• _Compiti da svolgere_:
a) Le affermazioni seguenti concordano con il testo di lettura sulla maestrina della penna rossa? (i) Eugenia Barruero morì a 98 anni, nell'aprile del 1957. (ii) Quando uscì "Cuore", Eugenia Barruero insegnava a Torino. (iii) Kafka dichiarava di tollerare il cinema. Per ciascuna rispondi sì o no e cita le parole decisive del testo.
b) Puoi prolungare il testo di lettura sulla maestrina della penna rossa oltre la sua ultima frase?

• _Testo di lettura_:
──────

Eugenia Barruero – La “maestrina della penna rossa” di De Amicis ha una targa a Torino, a
Largo Montebello 38, dove visse – lo ricorda “La Lettura”, con l’ultimo dei “Percorsi
Geografie”, dedicato agli scrittori a Torino. Visse a un paio di isolati da
dove Nietzsche impazzì. Morì a 98 anni, nell’aprile del 1957 – un personaggio
che più ottocentesco non si può nell’Italia del boom. Giovanissima maestra faceva tirocinio nella scuola, allora chiamata
“Moncenisio”, in via Cittadella, dove Ugo, il secondo dei figli dello
scrittore, frequentava le elementari. Il compito della tirocinante era di
aiutare i più piccoli a rivestirsi prima di uscire e a stare ordinati in fila: “A
questo tira su il bavero, a quell’altro abbottona il cappotto perché non
infreddino, li segue fin nella strada perché non si accapiglino”. Una ragazza,
subito dopo il diploma, era la cocca dei più piccoli: “Tormentata continuamente dai più piccoli che le fanno
carezze e le chiedono dei baci tirandola pel velo e per la mantiglia”. Quando “Cuore” fu pubblicato aveva già
26 anni, e insegnava a Volpiano, dove resterà per tutto la vita attiva. A Largo
Montebello si ritirò alla pensione, in casa di una nipote. Deve l’appellativo alla
prima immagine che “Enrico Bottini”, il narrante di “Cuore” alias di De Amicis, terza elementare, padre ingegnere, un ragazzo
destinato agli studi, ne dà: “Quella giovane col viso color di rosa, che ha due
belle pozzette, e porta una gran penna rossa sul cappellino”. Un ritratto o
tutto lusinghiero e quasi innamorato: “È sempre allegra, tiene la classe
allegra, sorride sempre, grida sempre con la sua voce argentina che par che
canti”.
Cinema
– È
un paraocchi, copre le immagini sotto forma di esibirle, insistente? È l’idea
di Kafka: “La velocità dei movimenti e il rapido mutare delle immagini ci
costringono continuamente a passare oltre. Lo sguardo non si impadronisce più
delle immagini, sono le immagini che si impadroniscono dello sguardo e allagano la coscienza. Il
cinema mette l’uniforme agli occhi”.
Kafka lo confidava, da “scrittore visivo”,
che raccontava per immagini, nei colloqui con Janouch: il cinema “è un
giocattolo grandioso, ma non lo tollero, forse perché sono troppo visivo”.

──────

• _Raccolta di voci_:
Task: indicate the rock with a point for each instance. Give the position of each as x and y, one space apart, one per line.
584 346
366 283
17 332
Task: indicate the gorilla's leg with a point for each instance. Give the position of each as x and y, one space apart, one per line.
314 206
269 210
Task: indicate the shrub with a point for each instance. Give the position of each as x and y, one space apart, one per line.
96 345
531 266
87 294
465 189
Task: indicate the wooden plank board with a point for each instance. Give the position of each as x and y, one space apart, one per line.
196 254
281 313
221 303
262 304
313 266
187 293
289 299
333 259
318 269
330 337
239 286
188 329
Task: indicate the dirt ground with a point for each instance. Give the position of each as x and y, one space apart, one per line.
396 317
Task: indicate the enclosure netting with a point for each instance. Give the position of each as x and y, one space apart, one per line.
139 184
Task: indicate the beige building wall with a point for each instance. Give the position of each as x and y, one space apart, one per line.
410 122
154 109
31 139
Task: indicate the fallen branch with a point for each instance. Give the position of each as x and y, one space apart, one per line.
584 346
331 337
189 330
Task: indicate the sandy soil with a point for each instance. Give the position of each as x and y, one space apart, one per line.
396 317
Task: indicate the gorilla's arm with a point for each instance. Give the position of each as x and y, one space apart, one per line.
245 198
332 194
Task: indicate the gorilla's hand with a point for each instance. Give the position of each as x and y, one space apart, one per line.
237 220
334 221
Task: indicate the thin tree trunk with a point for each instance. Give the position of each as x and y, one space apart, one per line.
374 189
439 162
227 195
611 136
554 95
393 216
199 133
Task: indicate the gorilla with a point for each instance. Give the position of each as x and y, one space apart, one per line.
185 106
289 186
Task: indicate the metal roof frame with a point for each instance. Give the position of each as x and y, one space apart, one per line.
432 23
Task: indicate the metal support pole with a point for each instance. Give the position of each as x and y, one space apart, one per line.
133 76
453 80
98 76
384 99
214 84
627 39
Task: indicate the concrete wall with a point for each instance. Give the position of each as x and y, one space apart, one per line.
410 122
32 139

──────

• _Elenco delle risposte_:
a)
(i) Sì: «Morì a 98 anni, nell’aprile del 1957».
(ii) No: «insegnava a Volpiano».
(iii) No: «ma non lo tollero, forse perché sono troppo visivo».

b)
Destra-sinistra
–
La cultura dominante nella storia della Repubblica, nei media (editoria, giornali,
televisioni - Rai, Sky, la stessa Mediaset), nell’accademia, nell’opinione
pubblica, è di sinistra, gli autori sono di destra. Berardinelli ne abbozza un
elenco nella sua rubrica sul “Venerdì di Repubblica”: “Marinetti e D’Annunzio,
Pirandello e Pound, Heidegger e Eliot, Schmitt e Jünger, Céline e Gadda, Borges, Tolkien, Nabokov e
non pochi altri” – Hamsun, Pessoa, Simenon, per esempio, o il marginalizzato
Berto.
La cultura però si vuole di sinistra solo
in Italia – da qui il mito del fascismo perenne? Ma Céline, come Pound, Hamsun, e Jünger, ha affascinato nel secondo
Novecento il radicalismo antiborghese. Che ora, nel’era del mercato, dell’arricchitevi,
è sospetto, e portato a capo d’accusa (è popuilismo nazionalismo, identitarismo,
etc.), un ma quarant’anni fa, anche venti, era “rivoluzionario”.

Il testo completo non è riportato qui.